[EXTRACTED TEXT Boundary: Start]
And then to what extent is it important to mimic the clinician, to support the clinician, versus replace the clinician? We have a literature in psychology dating back 50 years trying to identify which clinical problems are best handled by an algorithm and which clinical problems are best handled by a human decision maker, and I think that's a good place for us to think about augmentation of human decision-making versus places where an algorithm can do the job.

I kind of conclude with the question of what does a clinician need? We have talked from the beginning on today about usability, accessibility, about the burden on clinicians that again Greg Simon mentioned this, extremely important. Is a decision tree, a simple decision tree, the best? Is a machine algorithm that can be plug and play the best? I think looking at this end game of what we want to end up with is going to be valuable.

I'm going to conclude there, thank a couple of key collaborators, although there's many more, and thank everyone for just a fascinating day, and I'll hand it over now to our discussant, to Laura.

LAURA GERMINE: Thanks for that.
[EXTRACTED TEXT Boundary: End]
TRY IT →
Please continue the transcript above on algorithms and clinical decision-making, picking up right after its final line.
[MATERIAL SUPPLIED Boundary: Start]
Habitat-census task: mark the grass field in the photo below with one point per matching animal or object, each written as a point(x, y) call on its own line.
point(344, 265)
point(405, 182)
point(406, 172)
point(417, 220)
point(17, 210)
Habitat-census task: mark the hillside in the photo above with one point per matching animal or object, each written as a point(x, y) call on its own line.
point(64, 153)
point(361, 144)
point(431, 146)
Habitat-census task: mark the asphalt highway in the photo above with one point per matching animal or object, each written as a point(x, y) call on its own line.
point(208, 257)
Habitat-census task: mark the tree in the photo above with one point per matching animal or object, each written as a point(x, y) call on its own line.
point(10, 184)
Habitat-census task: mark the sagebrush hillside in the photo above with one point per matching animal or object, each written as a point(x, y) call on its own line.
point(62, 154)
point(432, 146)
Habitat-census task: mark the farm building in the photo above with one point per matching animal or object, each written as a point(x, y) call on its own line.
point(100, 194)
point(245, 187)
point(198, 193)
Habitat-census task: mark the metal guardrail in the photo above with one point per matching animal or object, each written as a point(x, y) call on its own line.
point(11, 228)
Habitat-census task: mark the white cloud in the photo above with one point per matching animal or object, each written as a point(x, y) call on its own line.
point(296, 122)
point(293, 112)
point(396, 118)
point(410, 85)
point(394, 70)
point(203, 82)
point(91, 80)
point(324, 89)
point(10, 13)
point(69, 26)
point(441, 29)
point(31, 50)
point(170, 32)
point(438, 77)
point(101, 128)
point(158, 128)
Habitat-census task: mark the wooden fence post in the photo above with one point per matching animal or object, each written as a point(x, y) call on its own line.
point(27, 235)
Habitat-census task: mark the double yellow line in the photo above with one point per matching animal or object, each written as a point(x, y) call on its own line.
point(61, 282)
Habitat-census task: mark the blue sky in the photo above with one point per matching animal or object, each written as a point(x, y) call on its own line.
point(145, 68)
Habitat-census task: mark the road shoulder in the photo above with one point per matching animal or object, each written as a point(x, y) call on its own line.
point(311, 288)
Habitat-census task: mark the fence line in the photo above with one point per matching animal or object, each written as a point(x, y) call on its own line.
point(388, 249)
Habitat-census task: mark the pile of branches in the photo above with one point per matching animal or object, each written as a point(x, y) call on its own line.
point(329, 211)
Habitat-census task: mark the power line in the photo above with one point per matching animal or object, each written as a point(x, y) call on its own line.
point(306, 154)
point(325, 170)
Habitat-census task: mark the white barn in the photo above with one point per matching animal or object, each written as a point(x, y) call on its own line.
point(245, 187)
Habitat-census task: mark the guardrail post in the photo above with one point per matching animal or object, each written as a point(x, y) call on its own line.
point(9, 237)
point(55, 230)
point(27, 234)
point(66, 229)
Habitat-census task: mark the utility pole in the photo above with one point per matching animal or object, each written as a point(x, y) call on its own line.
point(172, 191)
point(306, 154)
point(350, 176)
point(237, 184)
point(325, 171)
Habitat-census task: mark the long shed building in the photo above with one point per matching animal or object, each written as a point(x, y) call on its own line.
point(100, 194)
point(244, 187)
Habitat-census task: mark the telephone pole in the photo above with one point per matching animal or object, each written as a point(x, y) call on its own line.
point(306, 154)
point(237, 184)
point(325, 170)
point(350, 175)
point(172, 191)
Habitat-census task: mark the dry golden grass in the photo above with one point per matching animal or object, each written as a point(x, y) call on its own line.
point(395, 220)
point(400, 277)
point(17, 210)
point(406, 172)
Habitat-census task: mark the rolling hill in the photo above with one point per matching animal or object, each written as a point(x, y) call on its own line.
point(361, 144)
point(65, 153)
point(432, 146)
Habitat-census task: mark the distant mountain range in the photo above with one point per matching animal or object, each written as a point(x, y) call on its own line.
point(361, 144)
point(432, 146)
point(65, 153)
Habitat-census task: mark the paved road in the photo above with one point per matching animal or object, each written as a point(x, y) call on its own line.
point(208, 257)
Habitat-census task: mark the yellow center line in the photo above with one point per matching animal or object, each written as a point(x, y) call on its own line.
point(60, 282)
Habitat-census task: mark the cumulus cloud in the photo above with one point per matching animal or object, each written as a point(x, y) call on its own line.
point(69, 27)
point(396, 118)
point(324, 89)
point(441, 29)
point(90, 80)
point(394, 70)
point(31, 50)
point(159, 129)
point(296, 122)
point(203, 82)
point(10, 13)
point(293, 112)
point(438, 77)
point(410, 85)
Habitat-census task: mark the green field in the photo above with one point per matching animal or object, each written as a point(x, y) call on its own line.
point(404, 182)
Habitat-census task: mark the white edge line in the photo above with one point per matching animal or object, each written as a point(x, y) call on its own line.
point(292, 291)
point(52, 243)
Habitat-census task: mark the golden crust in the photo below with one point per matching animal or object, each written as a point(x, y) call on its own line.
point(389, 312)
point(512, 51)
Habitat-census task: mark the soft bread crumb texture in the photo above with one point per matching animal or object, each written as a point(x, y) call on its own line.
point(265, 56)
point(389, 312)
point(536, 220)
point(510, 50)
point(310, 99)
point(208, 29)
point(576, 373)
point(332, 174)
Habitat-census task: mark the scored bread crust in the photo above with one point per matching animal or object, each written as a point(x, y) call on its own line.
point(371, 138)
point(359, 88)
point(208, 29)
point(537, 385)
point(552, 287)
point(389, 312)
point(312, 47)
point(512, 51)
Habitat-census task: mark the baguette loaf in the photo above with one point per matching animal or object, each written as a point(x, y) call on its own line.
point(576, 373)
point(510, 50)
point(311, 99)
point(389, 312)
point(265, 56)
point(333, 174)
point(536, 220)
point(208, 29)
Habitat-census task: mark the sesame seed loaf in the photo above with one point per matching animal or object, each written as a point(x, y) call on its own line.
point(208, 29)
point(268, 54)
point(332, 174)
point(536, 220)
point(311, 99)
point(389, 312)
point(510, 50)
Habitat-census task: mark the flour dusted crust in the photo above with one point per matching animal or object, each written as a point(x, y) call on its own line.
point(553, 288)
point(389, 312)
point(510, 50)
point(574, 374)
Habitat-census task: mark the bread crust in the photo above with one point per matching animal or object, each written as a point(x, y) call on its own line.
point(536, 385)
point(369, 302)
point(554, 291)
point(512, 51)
[MATERIAL SUPPLIED Boundary: End]
ANSWER TO THIS TASK →
So, a broad series of talks, all really wonderful, and I think highlighting the many different ways we can approach questions related to precision diagnostics using many, many different tools at hand. I'm going to try to process some of the questions that are coming from the audience, but also use my moderator's discretion to generalize them a little bit.

So first one I think was directed at Eiko, but I'm going to make it more general. So it's about acknowledging that when it comes to diagnostics and psychopathology, there is complexity and nonlinearity. But what about adaptability? What about the fact that people do change, and so those models might not be true for a person over time, and is that something that we can include in our models, or is that challenge to generalizability and how do we approach the fact that people do adapt and change over time?

EIKO FRIED: I can just start by saying that there are other adaptive systems that respond, like there's fantastic work on bees for example, colonies of bees that respond adaptively to behavior, lakes respond adaptively to behavior. I've learned a ton from my colleagues in ecology over the years. I can only recommend everybody here to talk to your resident ecologist about systems.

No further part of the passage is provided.